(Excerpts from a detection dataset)
####################
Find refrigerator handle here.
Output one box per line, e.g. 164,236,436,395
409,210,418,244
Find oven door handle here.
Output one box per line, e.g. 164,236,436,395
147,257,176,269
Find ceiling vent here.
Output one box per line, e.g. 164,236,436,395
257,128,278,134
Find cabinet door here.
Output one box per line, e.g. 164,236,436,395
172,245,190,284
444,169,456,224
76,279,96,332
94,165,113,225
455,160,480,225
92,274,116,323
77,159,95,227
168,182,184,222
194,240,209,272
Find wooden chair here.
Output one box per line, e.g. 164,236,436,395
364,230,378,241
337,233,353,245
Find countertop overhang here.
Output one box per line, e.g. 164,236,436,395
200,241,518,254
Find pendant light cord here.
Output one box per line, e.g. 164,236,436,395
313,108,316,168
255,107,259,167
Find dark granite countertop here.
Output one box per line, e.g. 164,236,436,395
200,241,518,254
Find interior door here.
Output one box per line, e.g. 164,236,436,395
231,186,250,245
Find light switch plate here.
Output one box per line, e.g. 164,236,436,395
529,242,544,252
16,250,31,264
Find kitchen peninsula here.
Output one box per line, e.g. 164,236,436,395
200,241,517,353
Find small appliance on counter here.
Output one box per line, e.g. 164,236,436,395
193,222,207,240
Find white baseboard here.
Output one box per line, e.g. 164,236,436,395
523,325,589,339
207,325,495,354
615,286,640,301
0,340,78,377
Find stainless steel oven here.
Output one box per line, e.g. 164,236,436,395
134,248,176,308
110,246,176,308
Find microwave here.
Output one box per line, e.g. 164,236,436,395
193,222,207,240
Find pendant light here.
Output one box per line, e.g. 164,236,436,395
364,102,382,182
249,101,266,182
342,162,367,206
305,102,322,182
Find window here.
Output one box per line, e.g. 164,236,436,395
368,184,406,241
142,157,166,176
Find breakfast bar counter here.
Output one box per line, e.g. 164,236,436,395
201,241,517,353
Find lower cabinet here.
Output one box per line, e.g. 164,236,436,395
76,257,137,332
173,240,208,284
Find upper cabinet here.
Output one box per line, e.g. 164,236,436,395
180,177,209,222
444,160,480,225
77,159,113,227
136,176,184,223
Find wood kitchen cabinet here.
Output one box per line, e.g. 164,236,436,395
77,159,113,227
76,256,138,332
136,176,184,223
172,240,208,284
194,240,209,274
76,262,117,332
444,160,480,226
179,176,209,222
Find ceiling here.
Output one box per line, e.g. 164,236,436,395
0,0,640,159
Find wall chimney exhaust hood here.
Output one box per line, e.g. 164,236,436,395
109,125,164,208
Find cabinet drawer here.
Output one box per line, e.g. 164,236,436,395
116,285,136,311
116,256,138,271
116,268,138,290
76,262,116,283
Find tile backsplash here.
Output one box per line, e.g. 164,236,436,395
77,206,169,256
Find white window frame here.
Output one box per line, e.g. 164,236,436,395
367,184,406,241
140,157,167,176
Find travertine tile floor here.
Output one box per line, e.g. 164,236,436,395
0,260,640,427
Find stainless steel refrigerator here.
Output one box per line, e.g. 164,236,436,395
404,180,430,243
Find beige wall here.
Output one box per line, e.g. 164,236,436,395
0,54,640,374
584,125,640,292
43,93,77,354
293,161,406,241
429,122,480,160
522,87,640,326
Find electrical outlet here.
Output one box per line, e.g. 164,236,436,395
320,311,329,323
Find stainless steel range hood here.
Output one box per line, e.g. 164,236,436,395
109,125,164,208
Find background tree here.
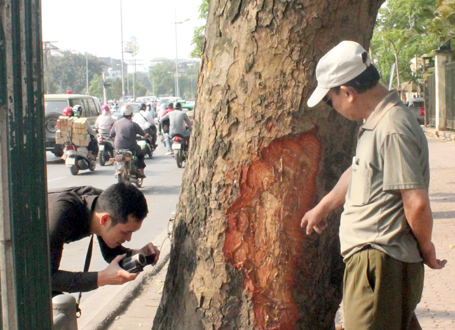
####################
EXERCISE:
Output every line of the items above as a numbered list, skipping blank lines and leaving out the pictures.

OUTPUT OF THE EXERCISE:
1. Find refrigerator handle here.
2. Output one box per line, e.g. 164,236,436,395
3. 409,210,418,244
4. Find oven door handle here.
5. Output one box per line, e.g. 164,236,436,395
6. 147,257,176,269
7. Find ceiling vent here.
8. Output one box per line, e.g. 164,236,436,395
9. 257,128,278,134
10. Find cabinet door here.
11. Output one box per line, e.g. 164,236,436,395
12. 172,245,190,284
13. 444,169,456,224
14. 76,279,96,332
15. 94,165,113,225
16. 455,160,480,225
17. 92,274,116,323
18. 77,159,95,227
19. 168,182,184,222
20. 194,240,209,272
21. Find wooden chair here.
22. Output one box per line, e.g. 164,236,436,395
23. 364,230,378,241
24. 337,233,353,245
25. Find countertop overhang here.
26. Output one box per line, e.g. 164,236,436,395
27. 200,241,518,254
28. Find pendant light cord here.
29. Output one box per line, e.g. 164,236,436,395
30. 313,108,316,168
31. 255,107,259,167
32. Find dark granite countertop here.
33. Output one box per line, e.g. 164,236,436,395
34. 200,241,518,254
35. Find interior door here.
36. Output one box per line, e.g. 164,236,436,395
37. 231,186,250,245
38. Find light switch plate here.
39. Output one box per line, e.g. 164,236,436,395
40. 529,242,544,252
41. 16,250,31,264
42. Find kitchen peninsula here.
43. Output one box per line, e.g. 164,236,436,395
44. 200,241,517,353
45. Find small appliance on counter here.
46. Output one box per line, e.g. 164,236,436,395
47. 193,222,207,240
48. Find white baseboard here.
49. Output one box per line, e.g. 164,236,436,395
50. 523,325,589,339
51. 207,325,495,354
52. 615,286,640,301
53. 0,340,78,377
54. Find stainless steel oven here.
55. Output one box per line, e.g. 164,236,436,395
56. 134,248,176,308
57. 110,246,176,308
58. Find microwave here.
59. Output one box per line, e.g. 164,236,436,395
60. 193,222,207,240
61. Find pendant light here.
62. Output one box per line, e.g. 164,236,436,395
63. 364,102,382,182
64. 249,101,266,182
65. 342,162,367,206
66. 305,102,322,182
67. Find window here.
68. Output one box per line, e.g. 164,236,436,395
69. 368,184,406,241
70. 142,157,166,176
71. Find breakfast bar counter here.
72. Output one box per line, e.g. 164,236,436,395
73. 201,241,517,353
74. Find lower cabinet here.
75. Output one box per line, e.g. 164,236,436,395
76. 76,257,137,332
77. 173,240,208,284
78. Find upper cabinet here.
79. Output one box per line, e.g. 164,236,436,395
80. 180,177,209,222
81. 444,160,480,225
82. 77,159,113,227
83. 136,176,184,223
84. Find wood kitchen cabinet here.
85. Output one box per line, e.g. 164,236,436,395
86. 77,159,113,227
87. 76,256,138,332
88. 136,176,184,223
89. 172,240,208,284
90. 194,240,209,274
91. 76,262,117,332
92. 444,160,480,226
93. 179,176,209,222
94. Find ceiling here.
95. Output one box per line, e.g. 164,236,436,395
96. 0,0,640,159
97. Find wall chimney exhaust hood here.
98. Output one box per line, e.g. 164,236,436,395
99. 109,125,164,208
100. Find cabinet drawer here.
101. Output one box per line, e.g. 164,236,436,395
102. 116,285,136,311
103. 116,256,138,271
104. 116,268,138,290
105. 76,262,116,283
106. Find tile backsplash here.
107. Output one box per line, e.g. 164,236,436,395
108. 77,206,169,256
109. Find white window frame here.
110. Output one box per line, e.g. 164,236,436,395
111. 367,184,406,241
112. 140,157,167,176
113. Find travertine tile floor here.
114. Output one box per line, e.g. 164,236,436,395
115. 0,260,640,427
116. Find stainless steel refrigerator here.
117. Output one box per line, e.g. 164,236,436,395
118. 404,180,430,243
119. Find beige wall here.
120. Output one box per line, e.g. 164,236,436,395
121. 0,54,640,374
122. 584,125,640,292
123. 43,93,77,354
124. 293,161,406,241
125. 429,122,480,160
126. 522,87,640,326
127. Find electrical outlet here.
128. Output one box per line, e.g. 164,236,436,395
129. 320,311,329,323
130. Find stainless steel range hood here.
131. Output one box per line, e.g. 164,236,436,395
132. 109,125,164,208
133. Find background tree here.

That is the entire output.